Reproduce the records below verbatim, starting at the line containing "Would you mind pointing to the browned" and continuing through the end of the records, with both of those lines included.

** Begin Data to use **

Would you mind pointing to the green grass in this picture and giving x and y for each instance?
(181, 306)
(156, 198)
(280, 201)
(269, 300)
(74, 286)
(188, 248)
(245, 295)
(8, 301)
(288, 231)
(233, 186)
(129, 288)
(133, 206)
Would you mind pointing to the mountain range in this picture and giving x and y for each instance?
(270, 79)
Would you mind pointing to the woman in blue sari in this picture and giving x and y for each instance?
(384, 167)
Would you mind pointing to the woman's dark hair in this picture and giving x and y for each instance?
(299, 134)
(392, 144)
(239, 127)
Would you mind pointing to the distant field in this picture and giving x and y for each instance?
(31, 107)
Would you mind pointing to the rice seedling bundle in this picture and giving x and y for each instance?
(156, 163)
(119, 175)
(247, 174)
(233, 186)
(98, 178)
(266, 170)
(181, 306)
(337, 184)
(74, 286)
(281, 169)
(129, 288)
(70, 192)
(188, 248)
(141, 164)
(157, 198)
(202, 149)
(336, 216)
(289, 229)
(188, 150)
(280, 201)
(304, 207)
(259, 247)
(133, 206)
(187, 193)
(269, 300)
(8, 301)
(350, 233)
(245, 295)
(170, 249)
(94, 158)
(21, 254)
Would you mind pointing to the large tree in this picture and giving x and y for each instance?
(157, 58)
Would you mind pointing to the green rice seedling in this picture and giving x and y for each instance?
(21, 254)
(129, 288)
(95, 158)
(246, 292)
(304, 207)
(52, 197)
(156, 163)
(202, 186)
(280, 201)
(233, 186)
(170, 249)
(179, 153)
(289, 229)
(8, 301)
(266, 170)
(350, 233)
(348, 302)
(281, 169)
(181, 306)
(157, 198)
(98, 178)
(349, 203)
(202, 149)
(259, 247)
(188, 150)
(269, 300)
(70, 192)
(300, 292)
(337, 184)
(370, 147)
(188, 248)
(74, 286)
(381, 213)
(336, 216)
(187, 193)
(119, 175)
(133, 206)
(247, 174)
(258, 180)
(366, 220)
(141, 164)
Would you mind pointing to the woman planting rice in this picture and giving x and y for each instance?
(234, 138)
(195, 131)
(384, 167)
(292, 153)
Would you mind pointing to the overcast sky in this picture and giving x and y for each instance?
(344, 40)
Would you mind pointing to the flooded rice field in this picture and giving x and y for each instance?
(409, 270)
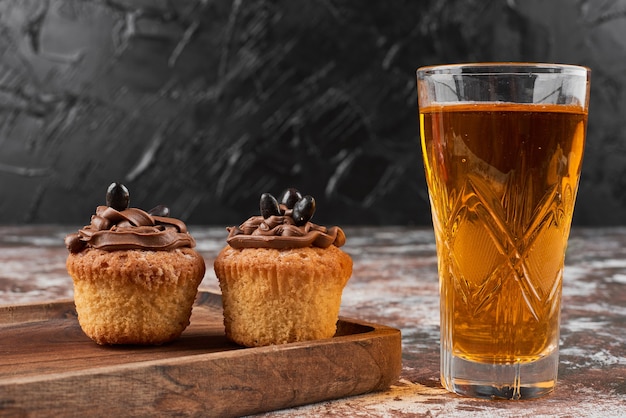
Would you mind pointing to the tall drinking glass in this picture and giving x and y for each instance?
(502, 146)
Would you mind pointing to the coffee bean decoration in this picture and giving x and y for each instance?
(117, 196)
(269, 206)
(290, 197)
(303, 210)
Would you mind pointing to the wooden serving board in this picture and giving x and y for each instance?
(48, 367)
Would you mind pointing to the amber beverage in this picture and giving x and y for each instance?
(503, 159)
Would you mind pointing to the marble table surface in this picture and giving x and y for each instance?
(394, 283)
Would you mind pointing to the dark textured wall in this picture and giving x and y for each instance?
(203, 105)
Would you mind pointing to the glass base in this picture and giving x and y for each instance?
(514, 381)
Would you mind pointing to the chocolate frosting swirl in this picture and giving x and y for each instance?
(128, 229)
(281, 232)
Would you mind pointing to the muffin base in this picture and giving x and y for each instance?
(274, 296)
(135, 296)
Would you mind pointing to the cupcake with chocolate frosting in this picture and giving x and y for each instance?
(282, 276)
(135, 273)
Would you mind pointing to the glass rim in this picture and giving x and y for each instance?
(503, 68)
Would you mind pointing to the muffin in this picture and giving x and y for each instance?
(136, 274)
(281, 276)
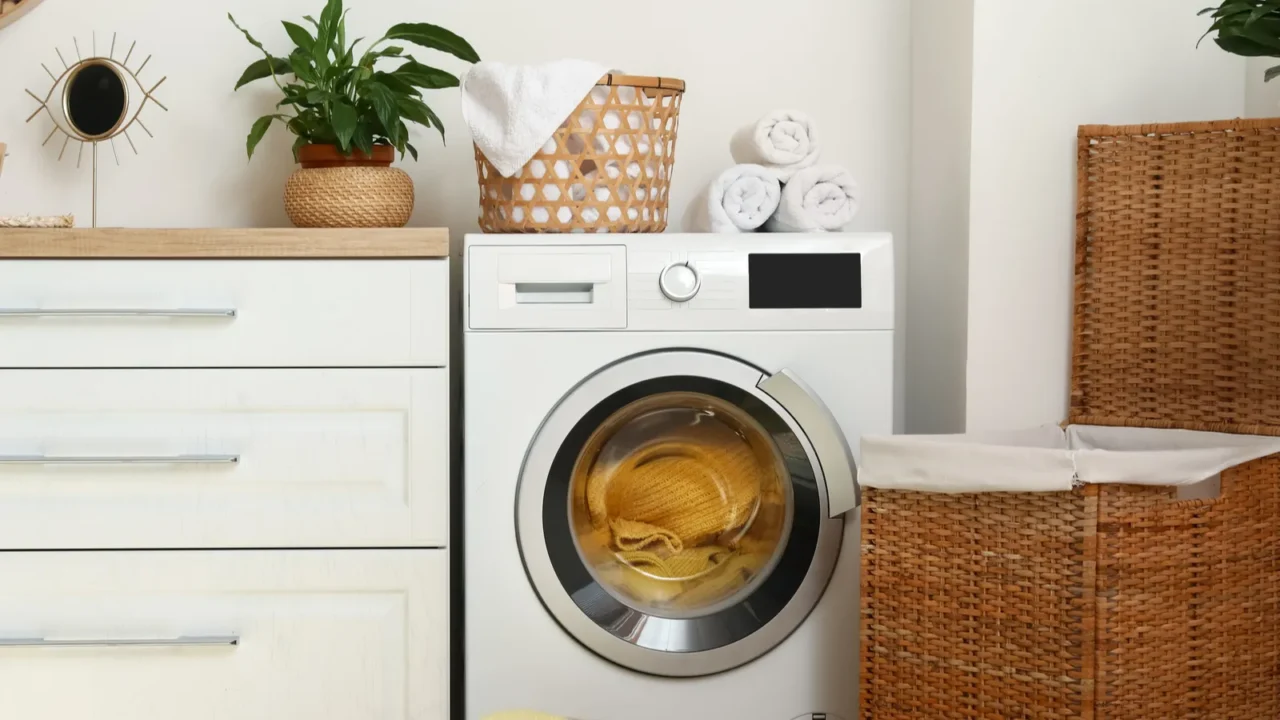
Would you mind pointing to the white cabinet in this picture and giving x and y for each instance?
(223, 313)
(318, 636)
(186, 459)
(224, 479)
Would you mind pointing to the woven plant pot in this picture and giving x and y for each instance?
(606, 169)
(336, 191)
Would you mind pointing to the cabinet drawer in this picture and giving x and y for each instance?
(223, 313)
(245, 636)
(188, 459)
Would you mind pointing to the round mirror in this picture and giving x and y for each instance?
(95, 99)
(13, 9)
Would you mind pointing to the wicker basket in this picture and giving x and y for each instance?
(1115, 601)
(350, 197)
(607, 168)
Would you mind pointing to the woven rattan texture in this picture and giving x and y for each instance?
(973, 605)
(1178, 277)
(1115, 602)
(607, 168)
(350, 197)
(1189, 601)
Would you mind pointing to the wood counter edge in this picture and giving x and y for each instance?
(214, 244)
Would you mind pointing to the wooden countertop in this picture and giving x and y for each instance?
(223, 244)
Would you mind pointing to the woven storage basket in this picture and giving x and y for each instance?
(607, 168)
(1115, 601)
(350, 197)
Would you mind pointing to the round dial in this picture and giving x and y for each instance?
(680, 282)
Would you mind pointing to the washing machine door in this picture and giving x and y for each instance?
(680, 513)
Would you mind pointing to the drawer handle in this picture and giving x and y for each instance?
(214, 314)
(202, 641)
(119, 460)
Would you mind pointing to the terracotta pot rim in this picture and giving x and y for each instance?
(311, 156)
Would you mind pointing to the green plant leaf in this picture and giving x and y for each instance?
(384, 104)
(298, 35)
(318, 96)
(339, 42)
(401, 140)
(415, 110)
(425, 76)
(247, 36)
(437, 123)
(302, 67)
(364, 139)
(434, 37)
(329, 18)
(1244, 46)
(257, 132)
(263, 69)
(396, 83)
(1262, 10)
(350, 55)
(1261, 35)
(344, 121)
(374, 55)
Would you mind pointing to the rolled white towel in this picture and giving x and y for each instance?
(785, 141)
(740, 200)
(817, 199)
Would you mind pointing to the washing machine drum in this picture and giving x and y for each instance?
(681, 504)
(676, 524)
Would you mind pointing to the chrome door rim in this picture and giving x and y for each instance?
(635, 625)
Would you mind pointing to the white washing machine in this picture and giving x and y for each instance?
(661, 501)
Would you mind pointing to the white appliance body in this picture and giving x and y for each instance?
(538, 359)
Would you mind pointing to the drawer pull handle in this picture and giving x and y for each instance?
(214, 314)
(202, 641)
(119, 460)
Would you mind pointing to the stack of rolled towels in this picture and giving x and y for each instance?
(778, 185)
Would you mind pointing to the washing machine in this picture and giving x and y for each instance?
(661, 501)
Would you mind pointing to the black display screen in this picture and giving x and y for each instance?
(805, 281)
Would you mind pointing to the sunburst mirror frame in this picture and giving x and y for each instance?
(63, 122)
(10, 10)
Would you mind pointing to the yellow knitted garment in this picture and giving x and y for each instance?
(690, 488)
(679, 505)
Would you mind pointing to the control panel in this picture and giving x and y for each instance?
(681, 282)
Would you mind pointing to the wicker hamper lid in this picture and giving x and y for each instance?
(1176, 319)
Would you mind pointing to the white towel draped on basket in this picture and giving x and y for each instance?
(512, 110)
(785, 141)
(1050, 459)
(819, 199)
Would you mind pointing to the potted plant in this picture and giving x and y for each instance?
(351, 113)
(1247, 27)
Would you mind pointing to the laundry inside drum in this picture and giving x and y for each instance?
(681, 504)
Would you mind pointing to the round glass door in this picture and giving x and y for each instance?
(673, 518)
(681, 504)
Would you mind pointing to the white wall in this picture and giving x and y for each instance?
(846, 62)
(1041, 69)
(938, 253)
(849, 68)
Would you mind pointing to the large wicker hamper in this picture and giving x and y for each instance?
(1115, 601)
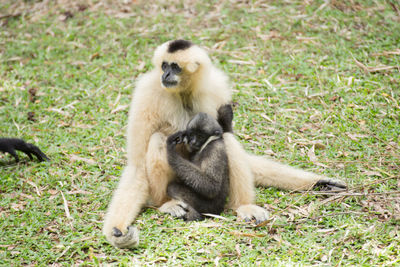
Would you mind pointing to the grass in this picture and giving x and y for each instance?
(307, 93)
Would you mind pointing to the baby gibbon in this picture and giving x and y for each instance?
(202, 183)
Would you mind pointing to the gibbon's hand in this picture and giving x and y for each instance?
(176, 138)
(252, 213)
(327, 184)
(128, 240)
(10, 145)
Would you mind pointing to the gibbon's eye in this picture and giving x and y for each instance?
(164, 65)
(175, 68)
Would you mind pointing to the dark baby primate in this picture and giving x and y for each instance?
(202, 177)
(10, 145)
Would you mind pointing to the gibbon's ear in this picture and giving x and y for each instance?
(192, 67)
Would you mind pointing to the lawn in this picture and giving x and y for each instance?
(316, 84)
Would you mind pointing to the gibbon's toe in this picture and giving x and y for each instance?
(250, 213)
(116, 232)
(175, 208)
(328, 184)
(128, 240)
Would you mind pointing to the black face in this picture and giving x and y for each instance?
(171, 71)
(195, 139)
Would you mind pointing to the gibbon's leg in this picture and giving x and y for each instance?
(128, 199)
(270, 173)
(242, 194)
(185, 194)
(159, 173)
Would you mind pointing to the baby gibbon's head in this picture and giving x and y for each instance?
(180, 64)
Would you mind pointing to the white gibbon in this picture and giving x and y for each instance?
(183, 83)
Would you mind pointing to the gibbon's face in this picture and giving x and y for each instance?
(195, 139)
(171, 74)
(199, 129)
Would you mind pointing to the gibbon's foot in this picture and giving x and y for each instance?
(174, 207)
(327, 184)
(128, 240)
(252, 212)
(192, 215)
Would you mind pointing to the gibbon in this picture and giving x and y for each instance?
(202, 183)
(183, 83)
(10, 145)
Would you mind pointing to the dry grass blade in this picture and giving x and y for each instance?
(367, 69)
(66, 209)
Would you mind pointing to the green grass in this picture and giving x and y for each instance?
(296, 82)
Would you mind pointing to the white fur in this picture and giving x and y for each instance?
(156, 113)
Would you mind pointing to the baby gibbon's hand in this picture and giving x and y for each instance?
(176, 138)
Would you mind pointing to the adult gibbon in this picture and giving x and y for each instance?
(202, 183)
(183, 83)
(10, 145)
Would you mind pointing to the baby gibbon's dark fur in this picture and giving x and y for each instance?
(10, 145)
(225, 117)
(203, 179)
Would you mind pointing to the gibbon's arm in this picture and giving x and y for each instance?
(143, 122)
(199, 179)
(10, 145)
(225, 117)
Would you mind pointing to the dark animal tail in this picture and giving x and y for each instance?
(37, 152)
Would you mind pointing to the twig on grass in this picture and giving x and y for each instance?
(66, 206)
(367, 69)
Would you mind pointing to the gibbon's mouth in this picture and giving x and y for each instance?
(169, 84)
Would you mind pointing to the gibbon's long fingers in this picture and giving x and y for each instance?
(125, 205)
(175, 208)
(38, 153)
(129, 240)
(252, 212)
(330, 184)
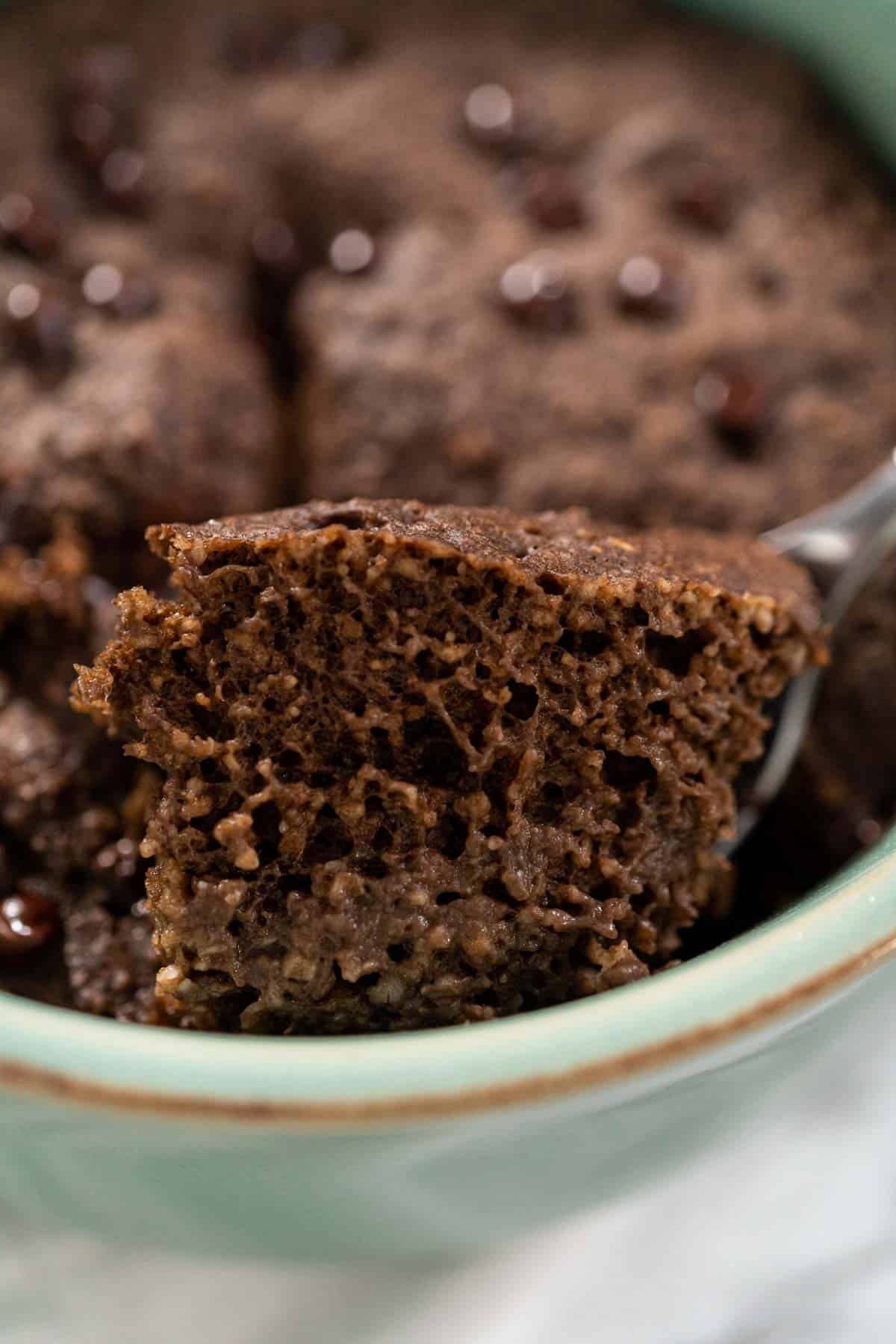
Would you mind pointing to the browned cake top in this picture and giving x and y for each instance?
(541, 546)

** End Data to use **

Answer to the exercise:
Would you mind pointing to the browned cake top in this picture and giving x and y for each instance?
(541, 546)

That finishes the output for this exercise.